-- What is asked --
Turn the lines below into a JSON list of strings, one string for each line, leaving out blank lines and any pictures.

-- Excerpted data --

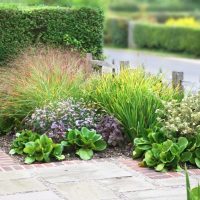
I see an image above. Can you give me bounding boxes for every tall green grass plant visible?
[0,48,84,131]
[85,68,179,141]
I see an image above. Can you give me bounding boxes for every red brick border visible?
[0,149,200,179]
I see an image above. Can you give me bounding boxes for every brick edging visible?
[0,149,200,179]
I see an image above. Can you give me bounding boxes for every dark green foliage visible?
[185,167,200,200]
[9,130,40,155]
[133,128,200,171]
[0,8,103,64]
[9,130,65,164]
[110,0,200,12]
[23,134,65,164]
[62,127,107,160]
[104,18,128,47]
[134,24,200,56]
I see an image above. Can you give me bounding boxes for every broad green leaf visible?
[92,134,102,142]
[144,150,157,167]
[160,152,175,163]
[9,149,16,155]
[178,137,188,153]
[181,151,192,162]
[155,163,165,172]
[195,158,200,168]
[76,149,93,160]
[185,165,191,200]
[34,153,44,161]
[133,147,144,159]
[195,148,200,159]
[170,143,180,155]
[53,144,63,156]
[55,155,65,160]
[81,127,90,138]
[24,142,35,155]
[24,156,35,164]
[94,140,107,151]
[162,140,173,152]
[196,133,200,147]
[190,186,200,200]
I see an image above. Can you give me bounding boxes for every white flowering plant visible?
[25,98,102,140]
[133,94,200,171]
[157,94,200,137]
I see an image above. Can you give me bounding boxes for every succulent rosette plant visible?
[25,98,102,140]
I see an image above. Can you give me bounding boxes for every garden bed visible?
[0,134,132,164]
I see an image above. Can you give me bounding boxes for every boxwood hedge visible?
[0,8,104,64]
[133,23,200,56]
[104,18,128,47]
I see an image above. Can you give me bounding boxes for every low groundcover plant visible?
[62,127,107,160]
[133,94,200,171]
[25,98,101,140]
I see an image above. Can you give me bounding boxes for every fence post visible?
[172,71,184,91]
[120,61,130,71]
[112,59,116,78]
[85,53,93,76]
[128,21,136,48]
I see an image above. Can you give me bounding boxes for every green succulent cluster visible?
[157,94,200,136]
[10,130,40,155]
[9,130,65,164]
[24,134,65,164]
[133,129,200,172]
[62,127,107,160]
[10,127,107,164]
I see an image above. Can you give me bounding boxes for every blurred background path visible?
[104,48,200,91]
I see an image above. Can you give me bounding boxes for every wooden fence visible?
[86,53,184,91]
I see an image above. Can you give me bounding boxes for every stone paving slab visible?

-- The output --
[
  "I see an image above. Can you give me bounding boxes for every tall green grass plant visible?",
  "[0,48,84,131]",
  "[85,68,179,141]",
  "I see an image above. Can you give me bounding boxes for every red brick border visible?",
  "[0,149,200,179]",
  "I see an image above. Can you give me bounding boxes for every brick edging visible?",
  "[0,149,200,179]",
  "I see an image above. Can you give me bounding boxes for every dark green foliage visible?",
  "[185,167,200,200]",
  "[9,130,40,155]",
  "[133,128,200,171]",
  "[0,8,103,64]",
  "[9,130,65,164]",
  "[110,0,200,12]",
  "[23,134,65,164]",
  "[62,127,107,160]",
  "[104,18,128,47]",
  "[134,24,200,56]",
  "I see an image above. Can you give me bounding boxes for every broad green leaf visible?",
  "[92,134,102,142]",
  "[144,150,157,167]",
  "[160,152,175,163]",
  "[9,149,16,155]",
  "[178,137,188,153]",
  "[181,151,192,162]",
  "[155,163,165,172]",
  "[195,158,200,168]",
  "[76,149,93,160]",
  "[185,165,191,200]",
  "[34,153,44,161]",
  "[133,147,144,159]",
  "[195,148,200,159]",
  "[170,143,180,155]",
  "[53,144,63,156]",
  "[55,155,65,160]",
  "[81,127,90,138]",
  "[24,142,35,155]",
  "[24,156,35,164]",
  "[94,140,107,151]",
  "[162,140,173,152]",
  "[196,133,200,147]",
  "[190,186,200,200]",
  "I see an image above. Can you give me bounding boxes for every white flowering plant visible?",
  "[25,98,102,140]",
  "[133,94,200,171]",
  "[157,94,200,137]",
  "I see an image above. Can you give me bounding boxes for every succulent rosette plant visible?",
  "[25,98,102,140]",
  "I see an image above. Can you give me bounding boxes for every garden bed visible?",
  "[0,134,132,164]",
  "I see an image above. Can you give me bounding boxes for every boxwood hedge visible?",
  "[0,8,104,64]",
  "[133,23,200,56]",
  "[104,18,128,47]",
  "I see an image above. Can you give me bounding boxes for every low groundcover plant visible?",
  "[62,127,107,160]",
  "[133,94,200,171]",
  "[25,98,101,140]",
  "I see an image above. Can you give me bounding boxes for every fence post visible?",
  "[172,71,184,91]",
  "[120,61,130,71]",
  "[112,59,116,78]",
  "[85,53,93,76]",
  "[128,21,136,48]",
  "I see an image above. Can you give me bounding boxes for every green succulent cluster visible?",
  "[157,94,200,136]",
  "[10,130,40,155]",
  "[9,130,65,164]",
  "[24,134,65,164]",
  "[133,129,200,172]",
  "[62,127,107,160]",
  "[10,127,107,164]",
  "I see an image above. Can you give me bounding boxes for every blurred background path visible?",
  "[104,48,200,91]",
  "I see an image above. Can you give me bounding boxes for every wooden fence visible?",
  "[86,53,184,91]",
  "I see an image above. Can you give me bounding boxes for every stone paving slab visible?"
]